_Provided text_
Theater in Utica, New York, United States

The Stanley Theatre is a historic Baroque movie palace in Utica, New York. Over the years, it has gone through several changes of ownership, but has always been affiliated with Warner Brothers Pictures.

==History==
Originally owned by the Stanley-Mark Strand Corporation chain (founded by brothers Mitchel H. Mark and Moe Mark), the Stanley Theatre (and entire movie theatre chain) was purchased three days before opening by Warner Brothers. The company was eager to showcase its products on as many screens as possible. The theatre opened on September 10, 1928, with the silent movie Ramona starring Dolores del Río.

Thomas W. Lamb, a prolific theatre architect, designed the 2,963 seat cinema for the Mastbaum chain of theatres. The theatre was named for Stanley, one of the Mastbaum brothers. While Lamb and his firm designed over 300 theatres worldwide, he is considered to be somewhat of a local, having owned a camp in the Adirondacks. (His great-grandson lives in the Albany area today.)

The Stanley was built in less than 13 months on the expanding southern edge of downtown, some four blocks away from Utica's theatre district. All the theatres located there were razed during the Urban Renewal era of the 1960s and 70s. The Stanley remained open through all of this, though it suffered many years of neglect. In 1974, when the threat of destruction became very real, the Central New York Community Arts Council (renamed Stanley Center for the Arts in 2008) spearheaded a campaign to acquire the property, which it did for $135,000.

The design motif of the Stanley Theatre is dubbed "Mexican Baroque" because of its unique blend of styles. The terra cotta and tiled mosaic exterior shows the Mexican influence, while Habsburg lions, Indian faces, and a multitude of angels and cherubs grace the lavish gold leaf Baroque theatre interior. Moorish influence is also evident in the star-splashed ceiling and twisted columns flanking the stage. Legend has it that the grand entry staircase was designed to resemble the main staircase on the Titanic ocean liner.

_Dataset excerpts_

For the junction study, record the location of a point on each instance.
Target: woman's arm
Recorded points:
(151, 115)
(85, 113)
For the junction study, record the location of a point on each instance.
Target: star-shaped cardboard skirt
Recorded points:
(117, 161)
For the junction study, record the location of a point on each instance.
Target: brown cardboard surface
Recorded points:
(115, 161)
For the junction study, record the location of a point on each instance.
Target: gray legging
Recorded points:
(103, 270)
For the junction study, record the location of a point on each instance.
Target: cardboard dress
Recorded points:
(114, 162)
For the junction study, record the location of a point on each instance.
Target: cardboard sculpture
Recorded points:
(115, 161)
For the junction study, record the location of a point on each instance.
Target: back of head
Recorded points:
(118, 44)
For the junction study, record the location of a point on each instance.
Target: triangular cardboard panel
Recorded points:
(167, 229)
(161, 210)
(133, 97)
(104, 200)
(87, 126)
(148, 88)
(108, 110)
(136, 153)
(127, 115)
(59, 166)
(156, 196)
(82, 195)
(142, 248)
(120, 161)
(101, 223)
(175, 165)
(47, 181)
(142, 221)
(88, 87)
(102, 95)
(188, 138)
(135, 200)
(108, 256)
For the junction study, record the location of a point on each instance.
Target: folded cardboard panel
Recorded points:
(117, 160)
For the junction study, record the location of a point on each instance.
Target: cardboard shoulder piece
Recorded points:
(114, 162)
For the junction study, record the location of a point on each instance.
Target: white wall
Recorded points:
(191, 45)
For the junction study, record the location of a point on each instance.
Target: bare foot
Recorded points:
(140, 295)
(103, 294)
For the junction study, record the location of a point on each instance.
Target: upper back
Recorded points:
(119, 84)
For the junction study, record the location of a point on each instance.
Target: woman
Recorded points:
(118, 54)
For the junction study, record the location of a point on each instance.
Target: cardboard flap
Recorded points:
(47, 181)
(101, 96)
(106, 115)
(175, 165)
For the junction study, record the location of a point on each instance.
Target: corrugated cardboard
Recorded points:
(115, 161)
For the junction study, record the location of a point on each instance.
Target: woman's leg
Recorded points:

_Problem statement_
Reproduce the stretch of the Stanley Theatre text from "The design motif" through "Titanic ocean liner.", substituting "spiral columns" for "twisted columns".

_Answer below_
The design motif of the Stanley Theatre is dubbed "Mexican Baroque" because of its unique blend of styles. The terra cotta and tiled mosaic exterior shows the Mexican influence, while Habsburg lions, Indian faces, and a multitude of angels and cherubs grace the lavish gold leaf Baroque theatre interior. Moorish influence is also evident in the star-splashed ceiling and spiral columns flanking the stage. Legend has it that the grand entry staircase was designed to resemble the main staircase on the Titanic ocean liner.